Problem 1 — Decide whether each statement agrees with the passage on animal research, answering yes or no and quoting the deciding words of the passage: (a) India bans animal testing for cosmetics. (b) Most animals used in research are reared by the testing facilities themselves. (c) Animal-free innovations exist for toxicology.
Problem 2 — In the passage on animal research, which commercial breeder is named as a source of research animals?
Problem 3 — Reproduce the portion of the passage on animal research that opens with the words containing "Following the accident, the" and closes with "the longer term.".

Selected excerpt —
Following the accident, the People for the Ethical Treatment of Animals (PETA) US, an animal rights group, contacted Kenya Airways urging them to reconsider transporting the animals, putting forward their view that animal experimentation is a cruel industry.

Read more: The macaque monkeys of Mauritius: an invasive alien species, and a major export for research

Such an incident is indeed tragic. But if we consider the number of people who would have died without the existence of medication and novel medical technologies developed thanks to animal research, then ending animal research could lead to a more tragic outcome in the longer term.

Most countries do animal research, perhaps not very tiny countries or very poor countries. There is a nationwide ban on animal testing for cosmetics throughout the European Union, Israel, Norway, as well as in India. But animal testing for other reasons is still widely accepted.

Most of the animals used come from commercial breeders – one is Jackson Laboratory in the US. Other sources include specialist breeders and large breeding centres which can provide genetically modified animals for specific research. The animal testing facilities themselves may also rear animals.

In general, all over the world, policymakers do aim to move towards animal-free methods of scientific research and have introduced very strict regulations for animal research.

Scientists and policymakers share the long-term goal of reducing animal use in scientific research and where possible eventually even stopping it. It’s an ambitious goal. For this to happen, animal-free methods need to be developed and validated before they can become a new standard.

Animal-free innovations have been developed for some areas of biomedical research, such as toxicology . However, most parties recognise that at present, not all research questions can be answered using only animal-free methods.

Based on decades of doing research on the human brain, which involves using animals, to us it’s clear that – for the foreseeable future – there remains a crucial need for animal models to understand health and disease and to develop medicines.

Unique knowledge

It is animal research that provides researchers with unique knowledge about how humans and animals function. Perhaps more than in any other field of biomedical research, complete living animals are needed to understand brain function, behaviour and cognition.

Behaviour and cognition, the final outputs of a brain organ, cannot be mimicked using any existing animal-free technologies. We currently simply do not understand the brain well enough to make animal-free solutions.

Dataset content —
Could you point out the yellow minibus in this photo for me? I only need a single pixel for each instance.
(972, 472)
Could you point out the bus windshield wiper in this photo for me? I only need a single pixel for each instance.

Your solution 1 —
(a) Yes: "There is a nationwide ban on animal testing for cosmetics throughout the European Union, Israel, Norway, as well as in India."
(b) No: "Most of the animals used come from commercial breeders"
(c) Yes: "Animal-free innovations have been developed for some areas of biomedical research, such as toxicology"

Your solution 2 — Jackson Laboratory in the US.

Your solution 3 —
Following the accident, the People for the Ethical Treatment of Animals (PETA) US, an animal rights group, contacted Kenya Airways urging them to reconsider transporting the animals, putting forward their view that animal experimentation is a cruel industry.

Read more: The macaque monkeys of Mauritius: an invasive alien species, and a major export for research

Such an incident is indeed tragic. But if we consider the number of people who would have died without the existence of medication and novel medical technologies developed thanks to animal research, then ending animal research could lead to a more tragic outcome in the longer term.